Reading passage

==============================

I have been trying this but for some reason ctrl+break works, and ctrl+c does not. So using os.kill(signal.CTRL_C_EVENT, 0) fails, but doing os.kill(signal.CTRL_C_EVENT, 1) works. I am told this has something to do with the create process owner being the only one that can pass a ctrl c? Does that make sense?

To clarify, while running fio manually in a command window it appears to be running as expected. Using the CTRL + BREAK breaks without storing the log as expected and CTRL + C finishes writing to the file also as expected. The problem appears to be in the signal for the CTRL_C_EVENT.

It almost appears to be a bug in Python but may rather be a bug in Windows. Also one other thing, I had a cygwin version running and sending the ctrl+c in python there worked as well, but then again we aren't really running native windows there.

==============================

Work to do
A – Rewrite the post about sending Ctrl+C from Python on Windows from "To clarify, while" to "native windows there.", replacing "command window" with "terminal".
B – In the post about sending Ctrl+C from Python on Windows, why does the writer conclude that the problem lies in the signal for CTRL_C_EVENT?

Source material
==============================

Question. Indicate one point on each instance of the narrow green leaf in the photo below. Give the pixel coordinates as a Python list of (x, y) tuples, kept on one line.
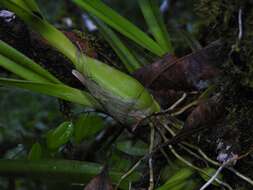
[(156, 24), (59, 136), (125, 55), (87, 125), (57, 90), (21, 65), (35, 152), (46, 30), (33, 6), (121, 24), (20, 71)]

==============================

Outputs
A –
To clarify, while running fio manually in a terminal it appears to be running as expected. Using the CTRL + BREAK breaks without storing the log as expected and CTRL + C finishes writing to the file also as expected. The problem appears to be in the signal for the CTRL_C_EVENT.

It almost appears to be a bug in Python but may rather be a bug in Windows. Also one other thing, I had a cygwin version running and sending the ctrl+c in python there worked as well, but then again we aren't really running native windows there.

B – When fio is run manually in a command window, it behaves as expected. CTRL + BREAK stops it without storing the log, and CTRL + C finishes writing to the file. Since fio works correctly on its own, the fault appears to be in the CTRL_C_EVENT signal.